Goal of the exercise: How many of the lines below contain "hose"? Reply with only that figure.

Data provided:
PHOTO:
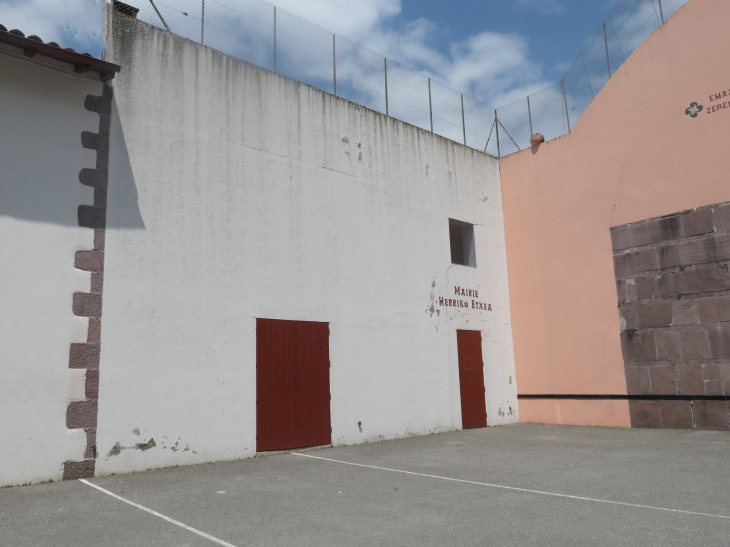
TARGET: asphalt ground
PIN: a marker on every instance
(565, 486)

==

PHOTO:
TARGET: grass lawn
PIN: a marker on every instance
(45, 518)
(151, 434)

==

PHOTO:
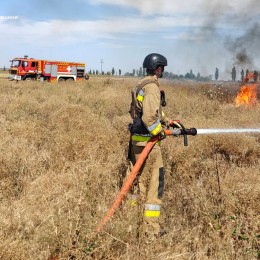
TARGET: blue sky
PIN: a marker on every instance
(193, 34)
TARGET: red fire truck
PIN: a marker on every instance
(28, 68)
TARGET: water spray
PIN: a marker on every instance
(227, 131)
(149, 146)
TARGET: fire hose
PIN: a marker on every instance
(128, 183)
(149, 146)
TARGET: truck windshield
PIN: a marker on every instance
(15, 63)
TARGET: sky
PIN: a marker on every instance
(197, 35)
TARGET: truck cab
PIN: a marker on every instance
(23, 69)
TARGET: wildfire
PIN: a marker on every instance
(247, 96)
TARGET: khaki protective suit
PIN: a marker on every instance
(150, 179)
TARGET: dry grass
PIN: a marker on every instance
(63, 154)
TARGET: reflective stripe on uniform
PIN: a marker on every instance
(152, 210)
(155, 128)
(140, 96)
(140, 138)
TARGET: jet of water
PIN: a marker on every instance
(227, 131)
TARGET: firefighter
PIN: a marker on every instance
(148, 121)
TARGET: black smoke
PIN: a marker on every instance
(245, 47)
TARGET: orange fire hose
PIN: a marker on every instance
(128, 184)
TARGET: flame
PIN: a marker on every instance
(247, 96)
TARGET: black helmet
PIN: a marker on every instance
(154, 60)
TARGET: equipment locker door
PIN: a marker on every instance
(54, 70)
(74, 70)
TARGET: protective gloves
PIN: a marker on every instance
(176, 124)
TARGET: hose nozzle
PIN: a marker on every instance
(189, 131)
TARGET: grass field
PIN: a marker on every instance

Task output: 3